### Given data
— BEGIN —
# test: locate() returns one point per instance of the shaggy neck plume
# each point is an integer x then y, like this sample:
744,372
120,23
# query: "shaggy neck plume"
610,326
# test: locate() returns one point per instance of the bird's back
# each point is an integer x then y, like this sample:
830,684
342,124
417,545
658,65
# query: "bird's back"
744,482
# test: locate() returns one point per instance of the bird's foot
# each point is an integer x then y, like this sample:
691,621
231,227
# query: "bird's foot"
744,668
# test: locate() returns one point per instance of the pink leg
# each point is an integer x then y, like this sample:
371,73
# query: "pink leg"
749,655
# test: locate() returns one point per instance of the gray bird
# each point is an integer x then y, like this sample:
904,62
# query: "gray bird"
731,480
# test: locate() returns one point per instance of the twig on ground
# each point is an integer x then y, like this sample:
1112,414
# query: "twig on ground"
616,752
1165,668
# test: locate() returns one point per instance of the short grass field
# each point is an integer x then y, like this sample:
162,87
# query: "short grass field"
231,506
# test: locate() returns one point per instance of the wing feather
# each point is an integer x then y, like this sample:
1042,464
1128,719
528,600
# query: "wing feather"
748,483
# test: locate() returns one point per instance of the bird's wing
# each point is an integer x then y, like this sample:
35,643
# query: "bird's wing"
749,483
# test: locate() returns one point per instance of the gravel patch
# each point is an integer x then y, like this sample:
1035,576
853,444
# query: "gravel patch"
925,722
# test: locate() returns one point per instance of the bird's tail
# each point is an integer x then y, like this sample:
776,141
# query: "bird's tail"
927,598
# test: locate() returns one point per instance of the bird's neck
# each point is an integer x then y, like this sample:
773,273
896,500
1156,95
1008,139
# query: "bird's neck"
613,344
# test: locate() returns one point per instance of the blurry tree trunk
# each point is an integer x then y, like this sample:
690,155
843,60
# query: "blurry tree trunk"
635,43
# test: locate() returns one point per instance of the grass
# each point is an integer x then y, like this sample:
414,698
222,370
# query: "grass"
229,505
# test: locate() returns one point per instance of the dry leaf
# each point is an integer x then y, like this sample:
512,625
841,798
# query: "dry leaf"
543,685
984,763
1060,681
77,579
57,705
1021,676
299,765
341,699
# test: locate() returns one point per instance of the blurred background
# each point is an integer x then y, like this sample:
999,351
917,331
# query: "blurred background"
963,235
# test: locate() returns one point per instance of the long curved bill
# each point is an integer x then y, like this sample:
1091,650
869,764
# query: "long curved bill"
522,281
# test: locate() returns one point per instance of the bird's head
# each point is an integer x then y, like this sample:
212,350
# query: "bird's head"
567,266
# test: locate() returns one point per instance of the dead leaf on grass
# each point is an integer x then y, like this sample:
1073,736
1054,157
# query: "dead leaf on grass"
— END —
### Problem to work on
Print nothing but the lines from the line with "# test: locate() returns one point per instance of the long" to the last line of the records above. Both of those lines count.

### Result of the exercise
# test: locate() returns one point per instance of the long curved bill
# each point is an integer x then y, like this sample:
1091,650
869,764
# query: "long curved bill"
522,281
# test: locate() returns one point per instance of the bird's head
# each point is an integer x then y, like this sample:
212,350
# query: "bird's head"
567,266
# test: locate() returns one point per instance of the dead leaf on grass
# each point is an integer x then y, like this sample:
1073,736
1054,157
# query: "dead leaf on grass"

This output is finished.